Please repeat the records exactly. The pictures are to be left out.
(INFORMATION GIVEN begins)
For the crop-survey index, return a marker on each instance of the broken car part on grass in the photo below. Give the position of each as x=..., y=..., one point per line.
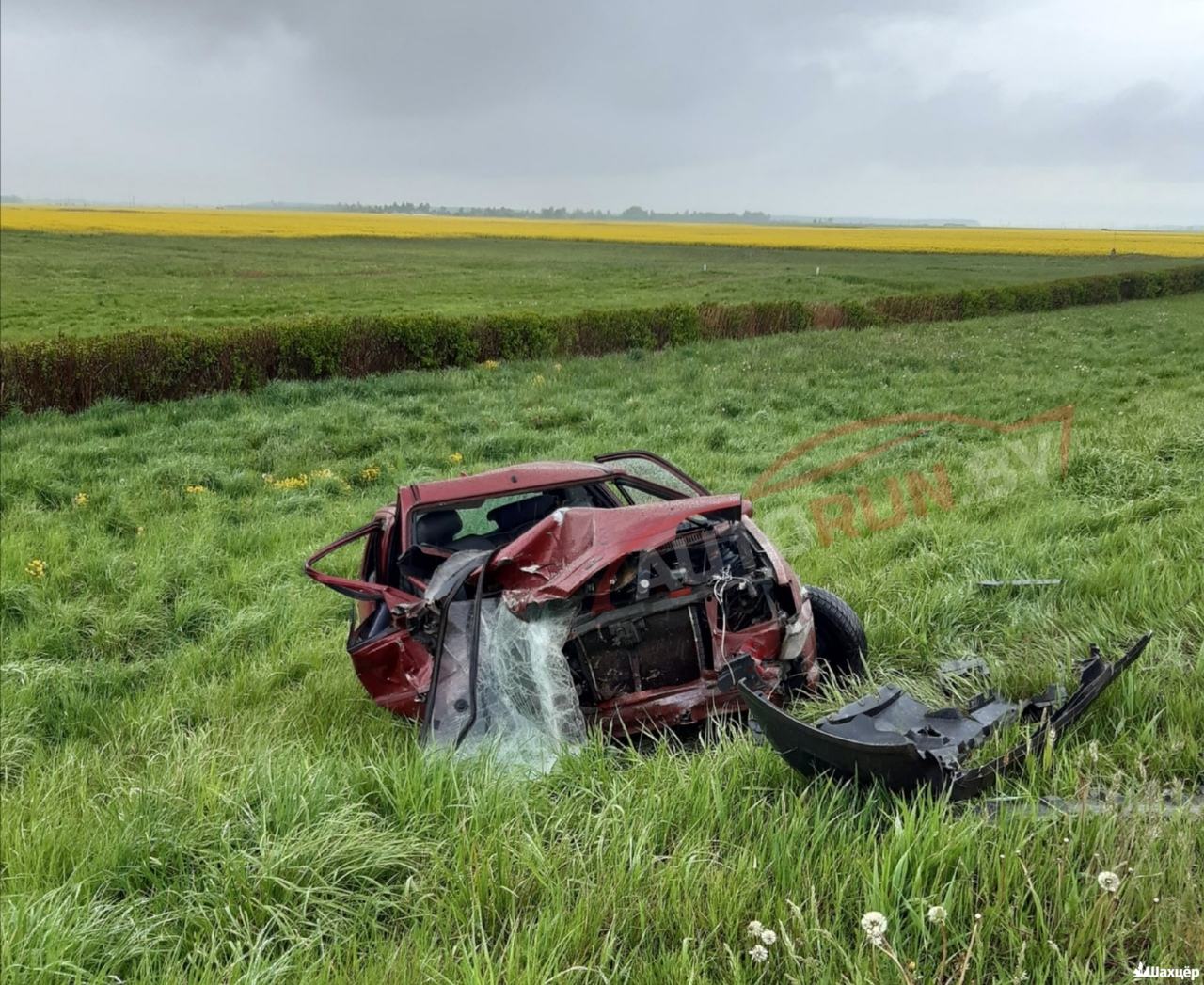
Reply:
x=540, y=596
x=515, y=607
x=893, y=739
(INFORMATION GIVEN ends)
◆ WORKED SOLUTION
For the crop-survey index, return a marker on each instance of the broken car part on grass in the photo below. Give the position of each as x=..., y=..., one point per line.
Reply:
x=540, y=596
x=515, y=607
x=893, y=739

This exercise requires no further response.